»»
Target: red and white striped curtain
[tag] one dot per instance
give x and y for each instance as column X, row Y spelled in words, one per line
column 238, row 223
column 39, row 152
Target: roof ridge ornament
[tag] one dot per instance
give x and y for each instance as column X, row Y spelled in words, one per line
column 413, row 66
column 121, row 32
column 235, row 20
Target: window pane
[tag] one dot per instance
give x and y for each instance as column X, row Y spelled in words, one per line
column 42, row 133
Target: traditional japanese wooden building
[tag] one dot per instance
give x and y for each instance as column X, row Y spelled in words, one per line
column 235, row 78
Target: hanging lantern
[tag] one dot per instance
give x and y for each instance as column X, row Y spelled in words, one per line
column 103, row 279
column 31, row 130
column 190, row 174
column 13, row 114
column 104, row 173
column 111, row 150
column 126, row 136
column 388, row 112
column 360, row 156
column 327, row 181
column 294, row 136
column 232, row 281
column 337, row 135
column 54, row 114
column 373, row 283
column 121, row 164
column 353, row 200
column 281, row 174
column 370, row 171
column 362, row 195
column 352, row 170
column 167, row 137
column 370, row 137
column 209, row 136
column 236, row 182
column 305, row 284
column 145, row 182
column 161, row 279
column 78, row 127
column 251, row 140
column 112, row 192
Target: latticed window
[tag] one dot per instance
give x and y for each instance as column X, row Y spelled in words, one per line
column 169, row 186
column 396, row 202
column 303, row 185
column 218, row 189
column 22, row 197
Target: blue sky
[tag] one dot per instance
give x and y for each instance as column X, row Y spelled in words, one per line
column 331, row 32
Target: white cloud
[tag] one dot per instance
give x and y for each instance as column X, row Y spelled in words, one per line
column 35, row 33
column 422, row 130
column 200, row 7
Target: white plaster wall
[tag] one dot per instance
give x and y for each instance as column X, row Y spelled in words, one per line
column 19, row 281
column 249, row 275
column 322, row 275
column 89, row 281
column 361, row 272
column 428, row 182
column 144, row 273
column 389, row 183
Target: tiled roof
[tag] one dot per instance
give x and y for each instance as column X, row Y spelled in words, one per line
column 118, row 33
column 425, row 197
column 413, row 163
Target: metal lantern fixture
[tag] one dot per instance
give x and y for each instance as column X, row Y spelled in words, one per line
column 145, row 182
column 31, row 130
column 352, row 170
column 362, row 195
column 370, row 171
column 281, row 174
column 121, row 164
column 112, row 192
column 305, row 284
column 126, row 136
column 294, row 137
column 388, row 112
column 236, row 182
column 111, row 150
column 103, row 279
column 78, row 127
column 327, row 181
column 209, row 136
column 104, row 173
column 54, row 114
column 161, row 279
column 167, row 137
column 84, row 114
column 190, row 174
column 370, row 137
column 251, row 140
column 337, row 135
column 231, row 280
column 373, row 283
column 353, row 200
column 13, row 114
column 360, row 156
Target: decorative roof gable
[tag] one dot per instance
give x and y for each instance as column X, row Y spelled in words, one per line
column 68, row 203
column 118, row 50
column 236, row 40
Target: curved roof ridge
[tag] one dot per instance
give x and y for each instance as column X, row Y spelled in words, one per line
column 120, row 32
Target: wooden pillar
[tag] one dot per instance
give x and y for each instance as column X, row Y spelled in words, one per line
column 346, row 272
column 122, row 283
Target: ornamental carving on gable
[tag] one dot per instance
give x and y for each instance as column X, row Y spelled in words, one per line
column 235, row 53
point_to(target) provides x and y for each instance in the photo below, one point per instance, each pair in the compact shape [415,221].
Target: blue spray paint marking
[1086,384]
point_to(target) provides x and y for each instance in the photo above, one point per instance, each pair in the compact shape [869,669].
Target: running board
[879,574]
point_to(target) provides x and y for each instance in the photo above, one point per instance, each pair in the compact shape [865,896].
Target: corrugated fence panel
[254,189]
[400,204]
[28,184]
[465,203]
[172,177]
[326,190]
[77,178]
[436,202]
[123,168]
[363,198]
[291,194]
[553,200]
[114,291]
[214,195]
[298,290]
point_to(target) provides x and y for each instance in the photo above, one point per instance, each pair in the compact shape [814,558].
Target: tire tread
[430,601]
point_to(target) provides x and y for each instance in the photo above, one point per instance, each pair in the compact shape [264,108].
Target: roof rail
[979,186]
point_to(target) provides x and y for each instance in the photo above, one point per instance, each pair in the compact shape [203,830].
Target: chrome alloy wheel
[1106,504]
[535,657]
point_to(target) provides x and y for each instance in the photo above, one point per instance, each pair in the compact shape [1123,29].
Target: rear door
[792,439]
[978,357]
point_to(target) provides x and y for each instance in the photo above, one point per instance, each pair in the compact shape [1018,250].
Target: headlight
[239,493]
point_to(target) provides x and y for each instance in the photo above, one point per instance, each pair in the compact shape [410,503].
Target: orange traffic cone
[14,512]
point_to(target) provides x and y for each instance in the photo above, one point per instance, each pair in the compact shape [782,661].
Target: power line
««
## WHAT IS ASKED
Switch every "instance" in the data to "occurrence" and leave everything else unchanged.

## RESULT BELOW
Target: red and white striped curtain
[tag] one dot per occurrence
give x and y for each occurrence as column X, row Y spelled in words, one per line
column 238, row 223
column 39, row 152
Target: roof ridge ornament
[tag] one dot per occurrence
give x and y for each occurrence as column X, row Y spelled in words, one per line
column 413, row 66
column 121, row 32
column 235, row 20
Target: window pane
[tag] one dot per occurrence
give x and y for each occurrence as column X, row Y spelled in words, one per line
column 42, row 133
Target: traditional japanese wooden building
[tag] one dot per occurrence
give x and y for each occurrence as column X, row Y spelled in words, one per line
column 235, row 78
Target: hanging lantern
[tag] one dot per occurrence
give x and y for each occurrence as column X, row Y spelled in words, one per line
column 103, row 279
column 31, row 130
column 190, row 174
column 13, row 114
column 104, row 173
column 111, row 150
column 126, row 136
column 388, row 112
column 360, row 156
column 327, row 181
column 294, row 136
column 232, row 281
column 337, row 135
column 54, row 114
column 373, row 283
column 121, row 164
column 353, row 200
column 281, row 174
column 370, row 171
column 362, row 195
column 352, row 170
column 167, row 137
column 370, row 137
column 209, row 136
column 236, row 182
column 305, row 284
column 145, row 182
column 161, row 279
column 78, row 127
column 251, row 140
column 112, row 192
Target: latticed window
[tag] one dot per occurrence
give x and y for each occurrence as column X, row Y spelled in words, one per line
column 169, row 186
column 396, row 202
column 303, row 185
column 218, row 189
column 22, row 197
Target: blue sky
[tag] one dot per occurrence
give x and y for each occurrence as column X, row Y spelled in words, one per line
column 331, row 32
Target: white cloud
[tag] one dot per occurrence
give x and y for each occurrence as column X, row Y spelled in words, one per line
column 35, row 33
column 422, row 130
column 200, row 7
Target: white plaster wall
[tag] one dot per occurrence
give x and y for each occurrence as column X, row Y spelled in words, one per line
column 19, row 281
column 249, row 275
column 322, row 275
column 89, row 281
column 361, row 272
column 428, row 182
column 144, row 273
column 389, row 183
Target: tiled roof
[tag] one dot per occurrence
give x and y for each occurrence as column X, row Y spelled in words, one per line
column 118, row 33
column 425, row 197
column 413, row 163
Target: metal lantern fixture
[tag] one dot per occurrence
give x and y for each occurrence as column X, row Y spelled in words, one per line
column 145, row 182
column 31, row 130
column 352, row 170
column 362, row 195
column 370, row 171
column 281, row 174
column 121, row 164
column 112, row 192
column 305, row 284
column 126, row 136
column 294, row 137
column 388, row 112
column 236, row 182
column 111, row 150
column 103, row 279
column 78, row 127
column 327, row 181
column 209, row 136
column 104, row 173
column 54, row 114
column 161, row 279
column 167, row 137
column 84, row 114
column 190, row 174
column 370, row 137
column 251, row 140
column 337, row 135
column 231, row 280
column 373, row 283
column 353, row 200
column 13, row 114
column 360, row 156
Target: decorative roof gable
[tag] one dot per occurrence
give x and y for each occurrence as column X, row Y spelled in words, one per line
column 68, row 203
column 118, row 50
column 236, row 40
Target: curved roof ridge
[tag] one dot per occurrence
give x and y for each occurrence as column X, row Y spelled in words, one per line
column 120, row 32
Target: wooden pillar
[tag] one dot per occurrence
give x and y for each occurrence as column X, row Y spelled in words, one per line
column 346, row 272
column 122, row 283
Target: ornamental carving on gable
[tag] one dot per occurrence
give x and y for each occurrence as column X, row Y spelled in words, one per line
column 235, row 53
point_to(target) provides x and y for each occurrence in the photo below, one point per occurrence, each pair in the compact shape [415,221].
Target: blue spray paint marking
[1086,384]
point_to(target) provides x and y for each occurrence in the photo above, one point per occurrence, each pair in the compact shape [869,669].
Target: running board
[879,574]
point_to(target) provides x and y for each occurrence in the photo above, one point per occurrence, each pair in the compact shape [865,896].
Target: corrugated fence panel
[254,189]
[400,204]
[28,184]
[465,203]
[172,177]
[326,190]
[77,178]
[436,202]
[123,168]
[363,198]
[291,194]
[553,200]
[114,291]
[214,195]
[298,290]
point_to(target) provides x and y for each occurrence in the photo above, one point per occurrence, each pair in the compact shape [814,558].
Target: tire tread
[430,601]
point_to(target) provides x and y for each occurrence in the photo above, one point per occurrence, each pair in the compact shape [264,108].
Target: roof rail
[979,186]
point_to(target) provides x and y for each occurrence in the photo above, one point per occurrence, each pair in the compact shape [203,830].
Target: chrome alloy wheel
[1106,504]
[535,657]
point_to(target) provides x and y for each occurrence in the photo above, one point per occurrence, each pair in the compact shape [1123,29].
Target: rear door
[792,439]
[978,357]
point_to(target) provides x and y for each occurrence in the photo above, one point per occurrence, each pair in the compact shape [1018,250].
Target: headlight
[239,493]
point_to(target) provides x and y for each occurrence in the photo above, one point per occurrence, each pair in the compact shape [410,503].
Target: orange traffic cone
[14,512]
point_to(target) provides x and y for each occurrence in the photo above, one point per occurrence, each pair in the compact shape [782,661].
Target: power line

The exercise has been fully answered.